==== Material supplied ====

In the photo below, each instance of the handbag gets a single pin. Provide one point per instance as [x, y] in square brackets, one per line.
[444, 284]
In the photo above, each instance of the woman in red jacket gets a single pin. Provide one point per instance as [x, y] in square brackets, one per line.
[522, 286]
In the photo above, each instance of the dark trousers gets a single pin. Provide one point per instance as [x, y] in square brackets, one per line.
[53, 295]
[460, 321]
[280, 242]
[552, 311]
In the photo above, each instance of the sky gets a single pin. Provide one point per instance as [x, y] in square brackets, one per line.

====

What you are asked to do -
Transcribe all of the lines in the records precisely.

Exercise answer -
In the photo below, each instance of the handbag gets a single pin. Provide one point per instance as [x, y] in square brackets, one per line.
[444, 284]
In the photo above, each instance of the woman in red jacket gets a single pin. Provide one point per instance as [x, y] in square brackets, one per line.
[522, 286]
In the photo above, each instance of the dark trousers gets a single pin. Provide one point per instance as [x, y] in square brackets, one per line.
[53, 295]
[460, 321]
[280, 242]
[552, 311]
In the photo above, each instance of the sky gets a single pin. Provide one point per instance as [x, y] in square brackets, one per line.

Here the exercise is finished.